**Supplied data:**
%%

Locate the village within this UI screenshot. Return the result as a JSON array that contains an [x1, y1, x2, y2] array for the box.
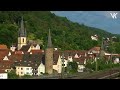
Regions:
[[0, 18, 120, 79]]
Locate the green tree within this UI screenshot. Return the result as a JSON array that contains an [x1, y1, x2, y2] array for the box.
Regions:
[[67, 61, 78, 73], [8, 70, 19, 79]]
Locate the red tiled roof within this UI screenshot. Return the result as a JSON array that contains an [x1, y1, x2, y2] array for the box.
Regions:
[[90, 47, 100, 51], [30, 50, 43, 54], [15, 51, 23, 54], [0, 69, 5, 73], [0, 50, 9, 61], [0, 45, 8, 49]]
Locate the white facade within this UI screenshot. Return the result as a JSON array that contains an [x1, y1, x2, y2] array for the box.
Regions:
[[78, 65, 85, 72], [0, 73, 8, 79], [53, 55, 68, 73], [16, 66, 33, 76], [53, 55, 62, 73], [114, 58, 120, 64], [10, 46, 16, 52], [38, 63, 45, 76]]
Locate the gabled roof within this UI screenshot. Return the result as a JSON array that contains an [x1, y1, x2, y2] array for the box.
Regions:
[[30, 50, 43, 54], [20, 45, 31, 52], [0, 44, 8, 49], [14, 53, 44, 68], [89, 47, 100, 51]]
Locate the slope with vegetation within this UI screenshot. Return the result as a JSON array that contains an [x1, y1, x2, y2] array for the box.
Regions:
[[0, 11, 120, 52]]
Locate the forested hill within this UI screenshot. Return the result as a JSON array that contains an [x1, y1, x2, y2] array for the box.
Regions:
[[0, 11, 119, 50]]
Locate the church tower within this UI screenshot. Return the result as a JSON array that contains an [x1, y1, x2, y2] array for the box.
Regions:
[[18, 17, 27, 50], [45, 29, 53, 74]]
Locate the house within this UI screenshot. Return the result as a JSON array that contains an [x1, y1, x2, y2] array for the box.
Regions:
[[91, 35, 98, 41], [0, 70, 8, 79], [14, 53, 45, 76], [15, 66, 33, 76]]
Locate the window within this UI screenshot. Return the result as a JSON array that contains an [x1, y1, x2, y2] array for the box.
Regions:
[[26, 68, 29, 70], [62, 64, 65, 66], [26, 72, 29, 74], [23, 38, 24, 42]]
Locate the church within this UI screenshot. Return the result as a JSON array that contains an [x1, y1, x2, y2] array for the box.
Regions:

%%

**Goal:** Reproduce the listing above with every "UI screenshot" swapped for "photograph" and nothing else altered. Omit the pictures.

**Solution for this task:**
Locate the village within this photograph. Return the result as a JSON array that contains an [x1, y1, x2, y2] array for the box.
Regions:
[[0, 18, 120, 79]]
Locate the green tree within this photograph. Return the result as a JSON array that contains an [x1, y1, x2, y2] array for the box.
Regions:
[[67, 61, 78, 73], [8, 70, 19, 79]]
Locate the red tiled roof within this photograph. Return the result as a JSON array that contains an [x1, y1, x2, y2] array for the box.
Regions:
[[90, 47, 100, 51], [30, 50, 43, 54], [15, 51, 23, 54], [0, 69, 5, 73], [0, 50, 9, 61], [0, 45, 8, 49]]
Locate the white facade within this photograph. Return the result as a JSON array that contains an [x1, y1, x2, y2] array for the box.
Regions:
[[78, 65, 85, 72], [0, 73, 8, 79], [53, 55, 68, 73], [16, 66, 33, 76], [53, 55, 62, 73], [114, 58, 120, 64], [10, 46, 16, 52], [38, 63, 45, 76]]
Locate the gabled roof within this photograph. Return the result as a JSON array that contains an [x1, y1, x2, y2] array for the box.
Regions:
[[30, 50, 43, 54], [20, 45, 31, 52], [0, 44, 8, 49], [14, 53, 44, 68], [89, 47, 100, 51]]
Locate the slope with vegetation within this photograph. Return the result as a JSON array that contains an [x1, y1, x2, y2] array for the box.
Regions:
[[0, 11, 120, 52]]
Locate the forested hill within this photograph. Return the result as a JSON array that contains an [x1, y1, x2, y2] array for the box.
Regions:
[[0, 11, 119, 50]]
Locate the church tower within this photograph. Return the result as a JSON array that contains an [x1, y1, x2, y2] array for the box.
Regions:
[[18, 17, 27, 50], [45, 29, 53, 74]]
Locate the house within this photograph. Return the result as a JSON array that contains an [x1, y1, x2, y2] array for the box.
Regions:
[[91, 35, 98, 41], [0, 70, 8, 79], [14, 53, 45, 76], [15, 66, 33, 76]]
Locate the window within this photograph. Return the result as a JSON array that contains an [x1, y1, x2, y2] array for the box.
Regions:
[[26, 68, 29, 70], [62, 64, 65, 66], [26, 72, 29, 74], [23, 38, 24, 42]]
Locate the church within this photograph. Return the result as a JSON array that contains an [x1, y1, x2, y2] array for the box.
Regions:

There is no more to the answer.